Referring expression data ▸
--- START ---

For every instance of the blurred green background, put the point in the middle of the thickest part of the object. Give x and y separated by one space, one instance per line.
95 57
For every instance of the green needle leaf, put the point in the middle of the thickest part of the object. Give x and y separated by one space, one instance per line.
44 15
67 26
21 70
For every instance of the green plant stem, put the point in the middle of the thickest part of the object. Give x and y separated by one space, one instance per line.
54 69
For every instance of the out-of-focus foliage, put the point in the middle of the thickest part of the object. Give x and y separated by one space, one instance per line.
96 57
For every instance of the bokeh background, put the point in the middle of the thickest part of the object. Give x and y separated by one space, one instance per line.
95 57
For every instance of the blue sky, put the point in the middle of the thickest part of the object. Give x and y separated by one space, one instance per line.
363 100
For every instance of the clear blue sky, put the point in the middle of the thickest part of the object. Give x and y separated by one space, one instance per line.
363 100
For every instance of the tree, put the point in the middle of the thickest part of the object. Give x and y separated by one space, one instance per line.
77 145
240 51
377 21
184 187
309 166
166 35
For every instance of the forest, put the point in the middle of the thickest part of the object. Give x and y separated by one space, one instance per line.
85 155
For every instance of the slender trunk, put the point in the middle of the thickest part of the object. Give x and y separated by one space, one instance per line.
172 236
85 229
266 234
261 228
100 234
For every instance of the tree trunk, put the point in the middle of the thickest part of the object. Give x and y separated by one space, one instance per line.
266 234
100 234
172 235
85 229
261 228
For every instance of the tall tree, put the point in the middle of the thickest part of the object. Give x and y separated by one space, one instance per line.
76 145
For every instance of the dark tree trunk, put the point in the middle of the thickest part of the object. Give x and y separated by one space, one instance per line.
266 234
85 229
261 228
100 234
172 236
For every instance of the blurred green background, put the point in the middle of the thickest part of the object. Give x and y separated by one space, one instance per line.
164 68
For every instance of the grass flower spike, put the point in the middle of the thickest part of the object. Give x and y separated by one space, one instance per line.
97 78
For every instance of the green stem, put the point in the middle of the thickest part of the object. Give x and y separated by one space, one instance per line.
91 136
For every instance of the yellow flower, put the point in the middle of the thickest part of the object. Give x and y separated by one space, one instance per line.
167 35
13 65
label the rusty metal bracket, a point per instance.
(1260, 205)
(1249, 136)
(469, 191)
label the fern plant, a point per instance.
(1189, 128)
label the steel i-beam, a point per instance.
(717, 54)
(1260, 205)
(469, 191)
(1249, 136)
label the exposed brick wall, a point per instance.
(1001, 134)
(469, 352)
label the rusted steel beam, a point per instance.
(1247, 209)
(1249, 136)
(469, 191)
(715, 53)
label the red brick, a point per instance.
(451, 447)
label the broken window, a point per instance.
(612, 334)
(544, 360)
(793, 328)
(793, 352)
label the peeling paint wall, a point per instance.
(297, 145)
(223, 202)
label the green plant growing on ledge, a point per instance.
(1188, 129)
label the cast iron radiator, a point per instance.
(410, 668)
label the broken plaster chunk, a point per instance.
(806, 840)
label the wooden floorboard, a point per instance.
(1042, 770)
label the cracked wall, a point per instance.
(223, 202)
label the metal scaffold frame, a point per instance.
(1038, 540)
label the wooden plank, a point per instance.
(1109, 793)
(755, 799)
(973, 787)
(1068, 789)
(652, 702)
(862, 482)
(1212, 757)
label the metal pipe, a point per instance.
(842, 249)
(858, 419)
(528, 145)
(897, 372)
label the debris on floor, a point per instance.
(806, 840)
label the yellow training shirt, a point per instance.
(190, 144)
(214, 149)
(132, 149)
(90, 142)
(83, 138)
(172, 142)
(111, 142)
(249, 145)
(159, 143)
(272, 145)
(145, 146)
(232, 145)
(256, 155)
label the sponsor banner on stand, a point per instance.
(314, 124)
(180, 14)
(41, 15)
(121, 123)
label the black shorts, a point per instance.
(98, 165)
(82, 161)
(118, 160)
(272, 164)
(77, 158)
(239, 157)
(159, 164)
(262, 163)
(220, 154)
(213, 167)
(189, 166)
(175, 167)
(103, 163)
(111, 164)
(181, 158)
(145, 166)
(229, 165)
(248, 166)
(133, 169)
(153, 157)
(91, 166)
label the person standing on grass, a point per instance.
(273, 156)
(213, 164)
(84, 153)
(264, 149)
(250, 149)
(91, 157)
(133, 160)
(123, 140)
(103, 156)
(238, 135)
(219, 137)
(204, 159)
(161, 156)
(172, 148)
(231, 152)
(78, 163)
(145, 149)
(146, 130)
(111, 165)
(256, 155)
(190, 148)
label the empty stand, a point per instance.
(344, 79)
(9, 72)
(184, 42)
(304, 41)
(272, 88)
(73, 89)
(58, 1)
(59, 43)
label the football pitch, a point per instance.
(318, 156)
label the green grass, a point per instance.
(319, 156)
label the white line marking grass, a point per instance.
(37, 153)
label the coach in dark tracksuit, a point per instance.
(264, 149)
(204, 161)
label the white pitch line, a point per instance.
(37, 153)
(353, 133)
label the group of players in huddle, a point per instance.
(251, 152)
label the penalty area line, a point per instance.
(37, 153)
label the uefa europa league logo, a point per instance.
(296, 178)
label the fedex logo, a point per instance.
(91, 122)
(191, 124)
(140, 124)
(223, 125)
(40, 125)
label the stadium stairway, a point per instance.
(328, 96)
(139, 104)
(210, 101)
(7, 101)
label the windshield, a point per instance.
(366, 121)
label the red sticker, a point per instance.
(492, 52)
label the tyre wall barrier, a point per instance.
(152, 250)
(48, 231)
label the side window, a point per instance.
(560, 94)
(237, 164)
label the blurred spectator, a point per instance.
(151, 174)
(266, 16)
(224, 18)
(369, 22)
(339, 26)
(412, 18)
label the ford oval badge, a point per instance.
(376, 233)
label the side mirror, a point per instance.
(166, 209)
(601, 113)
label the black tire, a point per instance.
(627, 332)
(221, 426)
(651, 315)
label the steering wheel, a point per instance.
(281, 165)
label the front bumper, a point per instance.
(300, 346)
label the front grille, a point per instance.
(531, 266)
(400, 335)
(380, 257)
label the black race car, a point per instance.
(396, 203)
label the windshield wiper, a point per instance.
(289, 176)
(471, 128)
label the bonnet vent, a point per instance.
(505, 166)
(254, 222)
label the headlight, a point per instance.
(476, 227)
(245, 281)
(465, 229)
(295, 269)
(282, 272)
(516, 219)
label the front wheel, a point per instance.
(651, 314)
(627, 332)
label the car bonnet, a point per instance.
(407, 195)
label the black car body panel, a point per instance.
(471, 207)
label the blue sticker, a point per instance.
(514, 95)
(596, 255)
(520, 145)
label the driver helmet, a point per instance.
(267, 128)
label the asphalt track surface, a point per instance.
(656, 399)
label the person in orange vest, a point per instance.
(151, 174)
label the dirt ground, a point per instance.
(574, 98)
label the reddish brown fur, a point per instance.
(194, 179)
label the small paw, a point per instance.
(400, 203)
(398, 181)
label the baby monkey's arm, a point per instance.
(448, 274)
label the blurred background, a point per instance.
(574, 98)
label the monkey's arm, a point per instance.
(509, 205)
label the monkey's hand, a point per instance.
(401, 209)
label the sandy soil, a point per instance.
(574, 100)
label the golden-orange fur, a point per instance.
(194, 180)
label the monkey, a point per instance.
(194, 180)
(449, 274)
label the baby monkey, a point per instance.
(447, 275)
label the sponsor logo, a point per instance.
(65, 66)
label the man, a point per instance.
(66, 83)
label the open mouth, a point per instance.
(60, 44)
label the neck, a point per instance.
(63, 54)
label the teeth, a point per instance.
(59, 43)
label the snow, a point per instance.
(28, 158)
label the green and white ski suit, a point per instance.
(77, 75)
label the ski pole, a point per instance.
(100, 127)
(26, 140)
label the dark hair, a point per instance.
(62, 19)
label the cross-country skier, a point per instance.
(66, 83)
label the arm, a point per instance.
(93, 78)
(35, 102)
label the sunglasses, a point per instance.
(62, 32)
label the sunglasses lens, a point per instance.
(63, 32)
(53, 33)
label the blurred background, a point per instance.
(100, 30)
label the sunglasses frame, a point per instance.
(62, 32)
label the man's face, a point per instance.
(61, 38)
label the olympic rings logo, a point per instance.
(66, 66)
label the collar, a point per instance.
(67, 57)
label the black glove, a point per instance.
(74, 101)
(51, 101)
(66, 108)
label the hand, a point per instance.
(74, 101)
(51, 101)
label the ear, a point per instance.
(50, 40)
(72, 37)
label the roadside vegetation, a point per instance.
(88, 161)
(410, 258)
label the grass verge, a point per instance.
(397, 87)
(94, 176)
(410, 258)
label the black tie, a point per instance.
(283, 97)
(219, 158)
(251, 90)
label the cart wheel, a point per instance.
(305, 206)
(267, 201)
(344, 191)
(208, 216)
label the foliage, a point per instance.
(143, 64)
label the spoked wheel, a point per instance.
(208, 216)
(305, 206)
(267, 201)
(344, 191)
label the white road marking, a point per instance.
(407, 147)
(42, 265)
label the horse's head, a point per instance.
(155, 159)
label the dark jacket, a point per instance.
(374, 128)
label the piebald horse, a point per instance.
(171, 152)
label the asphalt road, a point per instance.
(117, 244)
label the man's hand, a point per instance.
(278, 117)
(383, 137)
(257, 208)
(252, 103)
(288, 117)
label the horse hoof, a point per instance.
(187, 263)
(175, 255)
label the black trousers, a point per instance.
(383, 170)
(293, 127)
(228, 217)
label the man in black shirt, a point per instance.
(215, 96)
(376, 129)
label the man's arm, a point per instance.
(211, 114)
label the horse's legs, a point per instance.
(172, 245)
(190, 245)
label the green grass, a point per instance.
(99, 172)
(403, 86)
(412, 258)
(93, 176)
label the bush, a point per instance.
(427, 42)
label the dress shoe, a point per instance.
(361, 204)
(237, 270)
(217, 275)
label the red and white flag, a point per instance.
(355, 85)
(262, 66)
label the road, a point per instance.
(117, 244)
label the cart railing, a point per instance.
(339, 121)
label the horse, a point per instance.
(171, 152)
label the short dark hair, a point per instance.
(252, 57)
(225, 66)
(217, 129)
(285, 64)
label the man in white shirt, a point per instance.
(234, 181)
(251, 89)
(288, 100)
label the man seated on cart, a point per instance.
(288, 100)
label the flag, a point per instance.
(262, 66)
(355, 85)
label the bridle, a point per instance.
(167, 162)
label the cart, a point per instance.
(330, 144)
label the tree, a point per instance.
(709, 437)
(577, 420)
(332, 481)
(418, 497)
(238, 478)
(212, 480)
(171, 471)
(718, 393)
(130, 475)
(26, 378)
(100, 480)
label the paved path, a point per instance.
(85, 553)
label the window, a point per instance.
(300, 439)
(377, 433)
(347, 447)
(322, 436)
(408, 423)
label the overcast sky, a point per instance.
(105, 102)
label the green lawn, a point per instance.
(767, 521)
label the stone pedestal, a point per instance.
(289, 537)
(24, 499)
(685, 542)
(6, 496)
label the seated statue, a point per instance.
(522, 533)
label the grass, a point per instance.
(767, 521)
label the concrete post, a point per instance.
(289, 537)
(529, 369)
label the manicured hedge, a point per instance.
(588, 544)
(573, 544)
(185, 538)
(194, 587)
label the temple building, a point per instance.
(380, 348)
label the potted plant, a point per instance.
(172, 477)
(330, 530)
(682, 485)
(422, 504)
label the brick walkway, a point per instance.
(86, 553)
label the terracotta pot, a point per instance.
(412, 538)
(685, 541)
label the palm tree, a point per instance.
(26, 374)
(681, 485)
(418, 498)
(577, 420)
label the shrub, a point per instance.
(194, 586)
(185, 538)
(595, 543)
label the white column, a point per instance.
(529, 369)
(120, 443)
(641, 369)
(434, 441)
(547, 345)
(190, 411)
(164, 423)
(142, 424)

--- END ---

What you are asked to do ▸
Beginning at the line that contains "label the seated", reproduce every line down to the last line of the entries above, exactly and only those.

Solution to this problem ▸
label the seated statue, a point per instance.
(522, 533)
label the grass, a point per instance.
(767, 521)
label the concrete post, a point per instance.
(289, 537)
(529, 369)
label the manicured hedge, a point per instance.
(588, 544)
(573, 544)
(185, 538)
(194, 587)
label the temple building, a point per instance.
(380, 348)
label the potted plant, a point per instance.
(172, 477)
(330, 530)
(682, 485)
(422, 504)
label the brick walkway, a point per instance.
(86, 553)
label the terracotta pot, a point per instance.
(412, 538)
(685, 541)
label the palm tree, a point per instance.
(26, 374)
(681, 485)
(418, 498)
(577, 420)
label the shrub, a point per instance.
(194, 586)
(185, 538)
(595, 543)
label the white column, a point per instance.
(529, 369)
(120, 443)
(641, 369)
(434, 441)
(547, 345)
(190, 411)
(164, 423)
(142, 424)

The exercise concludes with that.